### Material shown
======

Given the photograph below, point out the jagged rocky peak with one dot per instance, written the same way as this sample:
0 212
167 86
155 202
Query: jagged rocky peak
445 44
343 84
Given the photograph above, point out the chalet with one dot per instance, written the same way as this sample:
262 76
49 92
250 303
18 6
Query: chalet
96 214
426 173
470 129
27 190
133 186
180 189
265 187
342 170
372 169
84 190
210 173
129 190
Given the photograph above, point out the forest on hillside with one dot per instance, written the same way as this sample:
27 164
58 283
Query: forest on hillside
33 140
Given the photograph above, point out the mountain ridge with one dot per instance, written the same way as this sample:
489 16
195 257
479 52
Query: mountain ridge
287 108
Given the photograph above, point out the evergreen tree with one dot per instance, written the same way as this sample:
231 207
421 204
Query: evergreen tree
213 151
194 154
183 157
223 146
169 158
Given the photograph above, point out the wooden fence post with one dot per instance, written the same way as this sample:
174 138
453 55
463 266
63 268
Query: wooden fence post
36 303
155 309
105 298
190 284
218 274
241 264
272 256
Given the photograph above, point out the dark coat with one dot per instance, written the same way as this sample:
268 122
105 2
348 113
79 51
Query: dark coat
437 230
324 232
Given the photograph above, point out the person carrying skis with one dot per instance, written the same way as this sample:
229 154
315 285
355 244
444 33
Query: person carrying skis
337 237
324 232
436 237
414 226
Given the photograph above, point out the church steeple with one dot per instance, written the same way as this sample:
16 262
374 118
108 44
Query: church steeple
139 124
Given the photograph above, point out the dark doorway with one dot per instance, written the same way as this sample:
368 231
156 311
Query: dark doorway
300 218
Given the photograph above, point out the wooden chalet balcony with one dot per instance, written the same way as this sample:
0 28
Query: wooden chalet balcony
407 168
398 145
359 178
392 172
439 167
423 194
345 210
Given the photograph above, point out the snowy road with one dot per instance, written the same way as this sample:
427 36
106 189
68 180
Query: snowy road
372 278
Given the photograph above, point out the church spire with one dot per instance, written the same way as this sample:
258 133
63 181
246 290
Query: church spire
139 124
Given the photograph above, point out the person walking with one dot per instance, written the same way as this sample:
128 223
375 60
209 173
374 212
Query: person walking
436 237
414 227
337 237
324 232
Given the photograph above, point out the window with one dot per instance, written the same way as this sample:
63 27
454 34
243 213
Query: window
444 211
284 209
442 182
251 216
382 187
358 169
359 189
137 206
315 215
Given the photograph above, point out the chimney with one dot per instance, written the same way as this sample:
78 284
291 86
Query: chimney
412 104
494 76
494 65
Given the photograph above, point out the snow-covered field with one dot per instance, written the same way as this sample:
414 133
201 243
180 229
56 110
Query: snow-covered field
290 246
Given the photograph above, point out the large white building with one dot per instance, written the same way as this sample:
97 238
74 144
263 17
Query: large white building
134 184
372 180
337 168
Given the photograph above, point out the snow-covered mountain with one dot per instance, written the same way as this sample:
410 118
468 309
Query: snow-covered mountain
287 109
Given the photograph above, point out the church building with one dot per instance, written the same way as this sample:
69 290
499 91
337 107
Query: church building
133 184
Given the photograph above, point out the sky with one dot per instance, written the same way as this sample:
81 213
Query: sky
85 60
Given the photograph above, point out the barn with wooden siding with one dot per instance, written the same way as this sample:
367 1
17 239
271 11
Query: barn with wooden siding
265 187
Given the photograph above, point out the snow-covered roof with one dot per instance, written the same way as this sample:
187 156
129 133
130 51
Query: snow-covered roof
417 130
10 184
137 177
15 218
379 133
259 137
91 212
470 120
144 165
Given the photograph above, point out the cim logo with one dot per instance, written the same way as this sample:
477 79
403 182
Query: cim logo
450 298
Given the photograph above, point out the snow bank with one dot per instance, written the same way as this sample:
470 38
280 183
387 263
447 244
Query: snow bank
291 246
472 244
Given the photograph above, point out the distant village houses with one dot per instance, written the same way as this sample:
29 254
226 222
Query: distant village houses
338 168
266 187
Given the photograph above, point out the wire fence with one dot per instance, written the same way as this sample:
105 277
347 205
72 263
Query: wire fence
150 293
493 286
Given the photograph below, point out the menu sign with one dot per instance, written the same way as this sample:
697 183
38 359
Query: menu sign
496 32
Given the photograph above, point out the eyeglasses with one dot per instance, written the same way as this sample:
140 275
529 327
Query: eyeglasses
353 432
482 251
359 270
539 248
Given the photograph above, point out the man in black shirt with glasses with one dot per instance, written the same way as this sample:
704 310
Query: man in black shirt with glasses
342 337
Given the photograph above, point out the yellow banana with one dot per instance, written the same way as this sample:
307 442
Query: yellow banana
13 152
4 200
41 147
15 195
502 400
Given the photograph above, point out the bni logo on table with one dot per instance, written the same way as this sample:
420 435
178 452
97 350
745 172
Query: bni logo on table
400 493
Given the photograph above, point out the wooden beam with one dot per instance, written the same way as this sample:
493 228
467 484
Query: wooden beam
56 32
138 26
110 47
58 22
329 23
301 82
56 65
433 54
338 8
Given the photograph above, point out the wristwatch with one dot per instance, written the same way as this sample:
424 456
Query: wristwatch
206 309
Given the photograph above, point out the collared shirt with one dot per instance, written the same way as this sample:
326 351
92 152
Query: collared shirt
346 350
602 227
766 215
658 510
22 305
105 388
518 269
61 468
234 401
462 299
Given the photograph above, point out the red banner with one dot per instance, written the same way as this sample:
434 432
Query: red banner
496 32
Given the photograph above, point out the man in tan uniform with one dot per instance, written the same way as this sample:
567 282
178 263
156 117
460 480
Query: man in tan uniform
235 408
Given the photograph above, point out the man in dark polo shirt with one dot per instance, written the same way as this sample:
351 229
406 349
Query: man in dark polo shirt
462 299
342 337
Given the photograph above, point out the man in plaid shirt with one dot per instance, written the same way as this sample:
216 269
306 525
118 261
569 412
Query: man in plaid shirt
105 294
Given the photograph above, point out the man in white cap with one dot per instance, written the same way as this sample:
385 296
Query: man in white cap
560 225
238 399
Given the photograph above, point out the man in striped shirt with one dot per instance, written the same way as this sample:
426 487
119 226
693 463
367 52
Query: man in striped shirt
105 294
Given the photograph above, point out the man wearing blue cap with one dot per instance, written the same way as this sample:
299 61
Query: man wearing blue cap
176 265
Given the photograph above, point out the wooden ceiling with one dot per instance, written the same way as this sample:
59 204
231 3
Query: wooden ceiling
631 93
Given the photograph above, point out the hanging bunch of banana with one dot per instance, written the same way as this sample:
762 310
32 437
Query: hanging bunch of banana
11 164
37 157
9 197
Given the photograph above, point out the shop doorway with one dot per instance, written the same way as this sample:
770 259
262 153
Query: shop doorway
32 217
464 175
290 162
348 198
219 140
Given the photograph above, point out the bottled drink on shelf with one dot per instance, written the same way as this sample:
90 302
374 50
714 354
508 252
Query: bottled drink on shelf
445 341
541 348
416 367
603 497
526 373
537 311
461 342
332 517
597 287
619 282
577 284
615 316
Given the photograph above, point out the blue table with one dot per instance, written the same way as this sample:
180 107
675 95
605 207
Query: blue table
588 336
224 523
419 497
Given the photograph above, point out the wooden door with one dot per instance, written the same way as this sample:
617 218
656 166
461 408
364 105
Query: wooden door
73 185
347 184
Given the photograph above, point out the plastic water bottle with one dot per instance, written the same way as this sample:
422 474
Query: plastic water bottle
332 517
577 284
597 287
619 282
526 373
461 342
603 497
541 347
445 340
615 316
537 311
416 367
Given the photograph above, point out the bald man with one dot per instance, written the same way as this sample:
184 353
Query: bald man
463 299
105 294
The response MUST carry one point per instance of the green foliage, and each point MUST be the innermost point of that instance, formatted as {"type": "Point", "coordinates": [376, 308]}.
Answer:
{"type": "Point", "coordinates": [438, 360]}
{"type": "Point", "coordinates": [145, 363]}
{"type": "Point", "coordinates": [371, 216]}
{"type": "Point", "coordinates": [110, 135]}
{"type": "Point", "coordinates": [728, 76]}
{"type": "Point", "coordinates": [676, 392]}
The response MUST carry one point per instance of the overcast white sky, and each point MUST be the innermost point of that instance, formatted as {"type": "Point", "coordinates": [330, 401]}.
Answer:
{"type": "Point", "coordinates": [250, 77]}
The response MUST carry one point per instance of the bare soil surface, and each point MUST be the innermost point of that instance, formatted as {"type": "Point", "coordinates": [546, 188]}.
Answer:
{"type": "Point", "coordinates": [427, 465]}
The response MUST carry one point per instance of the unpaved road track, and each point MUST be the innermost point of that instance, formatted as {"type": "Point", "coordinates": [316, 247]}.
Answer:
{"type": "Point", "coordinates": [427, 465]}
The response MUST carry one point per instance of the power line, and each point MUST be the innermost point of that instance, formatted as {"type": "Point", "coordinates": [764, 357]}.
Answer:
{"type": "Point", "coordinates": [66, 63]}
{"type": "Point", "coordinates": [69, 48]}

======

### Exercise prompt
Using the data above, copy each line that contains "below".

### Exercise solution
Given the photograph below, point out the jagged rocky peak with one dot per instance, written the same way as this sample:
Given the photograph below, point out the menu sign with one dot per instance, written the same way as this sample:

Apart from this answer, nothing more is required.